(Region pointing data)
##########

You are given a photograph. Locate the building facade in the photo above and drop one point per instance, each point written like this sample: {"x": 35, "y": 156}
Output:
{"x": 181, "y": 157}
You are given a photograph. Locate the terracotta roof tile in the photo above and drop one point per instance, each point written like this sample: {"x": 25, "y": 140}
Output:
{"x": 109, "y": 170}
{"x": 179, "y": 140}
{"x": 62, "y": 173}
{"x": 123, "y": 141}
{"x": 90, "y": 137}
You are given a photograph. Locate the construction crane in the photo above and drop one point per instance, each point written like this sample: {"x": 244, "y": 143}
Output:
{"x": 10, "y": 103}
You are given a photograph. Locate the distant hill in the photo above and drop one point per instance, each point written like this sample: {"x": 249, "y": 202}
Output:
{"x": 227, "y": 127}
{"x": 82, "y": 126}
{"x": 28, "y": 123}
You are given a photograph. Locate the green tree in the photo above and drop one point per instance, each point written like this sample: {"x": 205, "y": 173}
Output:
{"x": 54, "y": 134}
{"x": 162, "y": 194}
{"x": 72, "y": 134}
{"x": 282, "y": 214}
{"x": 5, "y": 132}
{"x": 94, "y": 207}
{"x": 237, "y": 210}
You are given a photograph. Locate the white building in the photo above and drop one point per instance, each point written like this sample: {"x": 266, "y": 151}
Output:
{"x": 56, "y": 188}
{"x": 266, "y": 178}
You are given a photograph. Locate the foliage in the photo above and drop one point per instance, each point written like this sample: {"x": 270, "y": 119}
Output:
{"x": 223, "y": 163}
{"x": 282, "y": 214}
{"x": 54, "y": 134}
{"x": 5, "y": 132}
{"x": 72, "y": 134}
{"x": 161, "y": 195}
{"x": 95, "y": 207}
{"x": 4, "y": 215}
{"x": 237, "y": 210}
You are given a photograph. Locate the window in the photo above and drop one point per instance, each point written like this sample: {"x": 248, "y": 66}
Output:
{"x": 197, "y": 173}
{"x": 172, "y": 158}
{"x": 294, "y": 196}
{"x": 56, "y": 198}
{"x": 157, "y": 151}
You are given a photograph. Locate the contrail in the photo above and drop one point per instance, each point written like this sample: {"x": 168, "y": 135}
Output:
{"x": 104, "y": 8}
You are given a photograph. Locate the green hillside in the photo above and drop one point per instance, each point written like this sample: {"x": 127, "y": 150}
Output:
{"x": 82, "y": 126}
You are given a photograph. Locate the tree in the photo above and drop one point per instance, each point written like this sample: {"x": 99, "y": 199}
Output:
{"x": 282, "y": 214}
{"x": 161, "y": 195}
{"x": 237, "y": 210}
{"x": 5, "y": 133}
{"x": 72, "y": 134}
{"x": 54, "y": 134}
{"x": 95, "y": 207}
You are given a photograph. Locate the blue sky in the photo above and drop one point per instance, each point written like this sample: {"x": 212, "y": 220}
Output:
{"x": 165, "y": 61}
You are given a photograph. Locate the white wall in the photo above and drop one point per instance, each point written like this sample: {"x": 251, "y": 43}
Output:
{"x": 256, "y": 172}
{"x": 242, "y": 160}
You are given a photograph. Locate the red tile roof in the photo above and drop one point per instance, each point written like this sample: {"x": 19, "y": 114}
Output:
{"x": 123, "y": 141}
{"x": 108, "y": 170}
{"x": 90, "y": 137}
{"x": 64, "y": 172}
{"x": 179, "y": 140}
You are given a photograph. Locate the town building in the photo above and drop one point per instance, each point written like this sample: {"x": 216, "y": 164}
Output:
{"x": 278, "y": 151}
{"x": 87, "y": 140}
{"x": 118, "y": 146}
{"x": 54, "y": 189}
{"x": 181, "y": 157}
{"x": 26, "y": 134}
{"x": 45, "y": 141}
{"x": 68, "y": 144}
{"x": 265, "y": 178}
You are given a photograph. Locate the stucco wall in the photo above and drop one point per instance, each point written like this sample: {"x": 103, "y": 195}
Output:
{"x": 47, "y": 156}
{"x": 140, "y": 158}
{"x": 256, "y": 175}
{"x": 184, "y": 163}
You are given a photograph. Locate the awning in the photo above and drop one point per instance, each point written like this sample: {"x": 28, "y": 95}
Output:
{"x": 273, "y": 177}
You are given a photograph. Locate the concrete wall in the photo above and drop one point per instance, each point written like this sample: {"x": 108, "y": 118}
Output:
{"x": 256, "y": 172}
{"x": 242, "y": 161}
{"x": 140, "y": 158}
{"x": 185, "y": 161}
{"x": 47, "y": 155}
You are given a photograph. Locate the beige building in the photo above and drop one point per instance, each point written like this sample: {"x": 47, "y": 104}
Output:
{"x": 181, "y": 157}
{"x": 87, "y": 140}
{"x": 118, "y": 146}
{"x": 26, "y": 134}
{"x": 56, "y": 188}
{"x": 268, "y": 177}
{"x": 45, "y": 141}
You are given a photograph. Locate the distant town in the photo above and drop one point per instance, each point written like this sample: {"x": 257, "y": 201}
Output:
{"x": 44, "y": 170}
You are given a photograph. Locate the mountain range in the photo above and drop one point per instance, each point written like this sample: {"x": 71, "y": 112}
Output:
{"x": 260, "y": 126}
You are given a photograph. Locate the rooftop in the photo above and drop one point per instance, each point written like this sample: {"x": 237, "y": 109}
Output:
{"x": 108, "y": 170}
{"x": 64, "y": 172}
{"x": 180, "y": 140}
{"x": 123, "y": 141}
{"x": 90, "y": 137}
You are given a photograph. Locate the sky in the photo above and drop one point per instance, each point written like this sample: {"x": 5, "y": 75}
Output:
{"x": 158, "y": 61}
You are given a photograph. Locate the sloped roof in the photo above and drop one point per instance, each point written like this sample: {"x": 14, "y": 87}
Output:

##########

WHAT IS NEEDED:
The reply is to be one number, the count of lines in the records above that contain "tree".

RESULT:
2